• TASK REQUIREMENTS: Return each line of the records in which the word "below" appears.

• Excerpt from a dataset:
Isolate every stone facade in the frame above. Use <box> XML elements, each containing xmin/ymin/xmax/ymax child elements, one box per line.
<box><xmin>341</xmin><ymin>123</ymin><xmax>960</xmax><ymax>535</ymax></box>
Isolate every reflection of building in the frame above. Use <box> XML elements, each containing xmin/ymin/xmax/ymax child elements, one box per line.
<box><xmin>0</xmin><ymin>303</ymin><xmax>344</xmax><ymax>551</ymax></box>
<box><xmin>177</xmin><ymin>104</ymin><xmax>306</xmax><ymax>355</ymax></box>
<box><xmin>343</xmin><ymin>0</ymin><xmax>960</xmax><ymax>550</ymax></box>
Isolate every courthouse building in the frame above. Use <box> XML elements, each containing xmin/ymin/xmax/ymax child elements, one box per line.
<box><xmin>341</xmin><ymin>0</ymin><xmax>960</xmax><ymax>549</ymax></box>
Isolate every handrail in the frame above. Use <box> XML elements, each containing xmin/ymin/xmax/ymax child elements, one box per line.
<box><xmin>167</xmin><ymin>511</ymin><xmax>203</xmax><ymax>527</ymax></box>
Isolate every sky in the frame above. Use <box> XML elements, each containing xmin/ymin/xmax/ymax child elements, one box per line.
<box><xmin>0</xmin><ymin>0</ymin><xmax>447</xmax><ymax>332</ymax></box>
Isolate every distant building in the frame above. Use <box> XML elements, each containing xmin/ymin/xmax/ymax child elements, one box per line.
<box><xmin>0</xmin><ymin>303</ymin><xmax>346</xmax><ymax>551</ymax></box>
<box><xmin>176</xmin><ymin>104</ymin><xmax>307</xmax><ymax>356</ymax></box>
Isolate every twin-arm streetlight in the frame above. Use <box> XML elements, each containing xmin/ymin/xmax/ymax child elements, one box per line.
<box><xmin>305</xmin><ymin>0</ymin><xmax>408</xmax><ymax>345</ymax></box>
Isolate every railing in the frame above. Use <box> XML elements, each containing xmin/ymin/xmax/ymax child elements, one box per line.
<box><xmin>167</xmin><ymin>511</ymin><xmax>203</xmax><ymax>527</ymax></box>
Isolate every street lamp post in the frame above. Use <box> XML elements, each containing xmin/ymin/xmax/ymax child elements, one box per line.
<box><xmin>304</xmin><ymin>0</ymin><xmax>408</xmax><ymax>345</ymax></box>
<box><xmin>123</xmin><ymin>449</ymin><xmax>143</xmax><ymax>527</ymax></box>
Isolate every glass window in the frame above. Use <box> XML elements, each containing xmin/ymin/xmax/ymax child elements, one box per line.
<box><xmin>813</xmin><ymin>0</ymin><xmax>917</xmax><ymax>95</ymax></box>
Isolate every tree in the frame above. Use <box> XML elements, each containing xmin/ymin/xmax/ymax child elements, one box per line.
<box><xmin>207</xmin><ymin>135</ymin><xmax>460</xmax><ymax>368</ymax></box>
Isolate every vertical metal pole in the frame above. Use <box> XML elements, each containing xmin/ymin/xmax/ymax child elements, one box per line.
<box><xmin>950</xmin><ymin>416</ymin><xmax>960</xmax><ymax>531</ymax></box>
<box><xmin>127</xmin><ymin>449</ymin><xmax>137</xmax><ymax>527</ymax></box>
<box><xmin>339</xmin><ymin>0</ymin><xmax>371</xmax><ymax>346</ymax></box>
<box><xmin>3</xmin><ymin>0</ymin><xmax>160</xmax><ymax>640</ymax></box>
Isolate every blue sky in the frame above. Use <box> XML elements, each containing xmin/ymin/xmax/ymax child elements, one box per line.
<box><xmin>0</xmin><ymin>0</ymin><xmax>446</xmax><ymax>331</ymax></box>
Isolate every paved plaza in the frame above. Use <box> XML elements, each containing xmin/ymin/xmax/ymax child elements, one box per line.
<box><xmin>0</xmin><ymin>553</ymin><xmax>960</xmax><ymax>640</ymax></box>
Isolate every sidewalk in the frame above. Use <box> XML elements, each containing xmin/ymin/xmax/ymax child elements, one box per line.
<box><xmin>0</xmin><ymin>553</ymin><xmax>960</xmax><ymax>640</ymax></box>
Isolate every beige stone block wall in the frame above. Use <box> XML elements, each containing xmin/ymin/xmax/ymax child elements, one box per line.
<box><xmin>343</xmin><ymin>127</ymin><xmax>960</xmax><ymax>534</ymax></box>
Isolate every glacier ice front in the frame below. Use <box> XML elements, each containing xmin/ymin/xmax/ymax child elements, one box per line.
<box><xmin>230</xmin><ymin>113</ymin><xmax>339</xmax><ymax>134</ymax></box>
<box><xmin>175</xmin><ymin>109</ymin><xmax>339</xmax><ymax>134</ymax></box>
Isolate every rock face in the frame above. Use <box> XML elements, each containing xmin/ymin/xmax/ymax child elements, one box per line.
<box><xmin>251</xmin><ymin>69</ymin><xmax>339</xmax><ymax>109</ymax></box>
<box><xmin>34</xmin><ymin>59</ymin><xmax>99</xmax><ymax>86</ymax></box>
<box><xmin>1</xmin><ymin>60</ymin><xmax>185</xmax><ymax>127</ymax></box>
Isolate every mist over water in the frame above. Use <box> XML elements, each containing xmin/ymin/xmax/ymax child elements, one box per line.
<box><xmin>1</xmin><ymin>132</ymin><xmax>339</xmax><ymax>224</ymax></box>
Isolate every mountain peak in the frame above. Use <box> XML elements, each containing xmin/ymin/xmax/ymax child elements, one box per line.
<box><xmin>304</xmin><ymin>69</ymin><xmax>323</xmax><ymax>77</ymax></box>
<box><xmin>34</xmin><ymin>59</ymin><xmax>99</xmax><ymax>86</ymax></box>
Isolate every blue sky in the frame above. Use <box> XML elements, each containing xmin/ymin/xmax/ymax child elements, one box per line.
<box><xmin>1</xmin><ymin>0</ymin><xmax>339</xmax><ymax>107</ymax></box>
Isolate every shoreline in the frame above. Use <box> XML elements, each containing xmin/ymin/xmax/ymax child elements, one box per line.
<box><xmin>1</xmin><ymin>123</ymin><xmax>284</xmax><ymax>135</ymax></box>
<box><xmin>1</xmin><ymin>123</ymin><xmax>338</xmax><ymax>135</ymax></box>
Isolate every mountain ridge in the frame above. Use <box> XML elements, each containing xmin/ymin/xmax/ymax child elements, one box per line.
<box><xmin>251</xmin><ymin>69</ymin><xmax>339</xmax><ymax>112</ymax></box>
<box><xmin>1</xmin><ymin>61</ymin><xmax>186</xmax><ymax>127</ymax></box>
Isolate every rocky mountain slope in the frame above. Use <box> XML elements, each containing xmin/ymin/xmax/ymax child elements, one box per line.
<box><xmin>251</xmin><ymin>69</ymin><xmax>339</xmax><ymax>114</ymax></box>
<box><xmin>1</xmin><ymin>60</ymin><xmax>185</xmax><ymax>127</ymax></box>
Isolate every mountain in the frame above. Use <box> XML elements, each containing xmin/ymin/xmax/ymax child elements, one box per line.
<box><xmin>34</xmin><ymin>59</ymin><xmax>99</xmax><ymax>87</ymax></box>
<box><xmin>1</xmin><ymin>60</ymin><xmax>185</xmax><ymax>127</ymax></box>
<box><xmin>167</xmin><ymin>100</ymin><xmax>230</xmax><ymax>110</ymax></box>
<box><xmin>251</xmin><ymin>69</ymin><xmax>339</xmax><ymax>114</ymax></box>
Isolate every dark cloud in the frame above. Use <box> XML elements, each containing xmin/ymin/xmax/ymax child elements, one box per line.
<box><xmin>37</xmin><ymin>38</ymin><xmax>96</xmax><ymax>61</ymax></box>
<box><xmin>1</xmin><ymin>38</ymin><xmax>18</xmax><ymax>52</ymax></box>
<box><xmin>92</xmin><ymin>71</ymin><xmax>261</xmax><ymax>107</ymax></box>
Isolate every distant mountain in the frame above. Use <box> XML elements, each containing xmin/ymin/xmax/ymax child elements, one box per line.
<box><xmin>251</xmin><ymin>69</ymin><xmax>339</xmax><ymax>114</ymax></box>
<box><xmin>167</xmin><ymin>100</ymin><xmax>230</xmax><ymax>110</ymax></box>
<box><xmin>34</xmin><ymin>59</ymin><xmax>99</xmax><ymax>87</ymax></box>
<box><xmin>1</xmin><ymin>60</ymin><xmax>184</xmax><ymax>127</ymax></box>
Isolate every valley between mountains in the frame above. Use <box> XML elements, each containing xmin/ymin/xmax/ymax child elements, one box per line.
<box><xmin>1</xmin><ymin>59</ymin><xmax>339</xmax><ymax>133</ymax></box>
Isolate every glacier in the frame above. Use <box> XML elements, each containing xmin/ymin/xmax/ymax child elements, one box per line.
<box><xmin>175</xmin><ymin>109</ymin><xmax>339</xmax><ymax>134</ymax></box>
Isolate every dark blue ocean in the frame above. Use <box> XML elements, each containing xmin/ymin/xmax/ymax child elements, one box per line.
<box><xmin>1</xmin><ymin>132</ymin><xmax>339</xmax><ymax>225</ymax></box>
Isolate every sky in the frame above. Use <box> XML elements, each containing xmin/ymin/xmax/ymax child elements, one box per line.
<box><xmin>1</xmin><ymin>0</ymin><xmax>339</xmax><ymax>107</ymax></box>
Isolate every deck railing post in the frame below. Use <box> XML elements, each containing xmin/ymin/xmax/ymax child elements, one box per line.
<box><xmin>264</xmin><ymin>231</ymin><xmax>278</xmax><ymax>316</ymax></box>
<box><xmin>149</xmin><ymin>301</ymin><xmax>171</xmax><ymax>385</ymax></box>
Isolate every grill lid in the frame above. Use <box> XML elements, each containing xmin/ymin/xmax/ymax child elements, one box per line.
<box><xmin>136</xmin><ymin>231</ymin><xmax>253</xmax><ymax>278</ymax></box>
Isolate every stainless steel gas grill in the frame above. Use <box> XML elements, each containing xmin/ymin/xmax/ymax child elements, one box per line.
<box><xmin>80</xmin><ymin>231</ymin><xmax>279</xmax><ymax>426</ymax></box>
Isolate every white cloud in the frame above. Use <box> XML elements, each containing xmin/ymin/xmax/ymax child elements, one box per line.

• WRITTEN RESPONSE:
Isolate every glacier ice front in the frame below. Use <box> XML elements, each containing xmin/ymin/xmax/ymax child elements, one box per line.
Isolate every deck railing post in the frame below. Use <box> XML elements, each containing xmin/ymin/xmax/ymax child elements, one box per line.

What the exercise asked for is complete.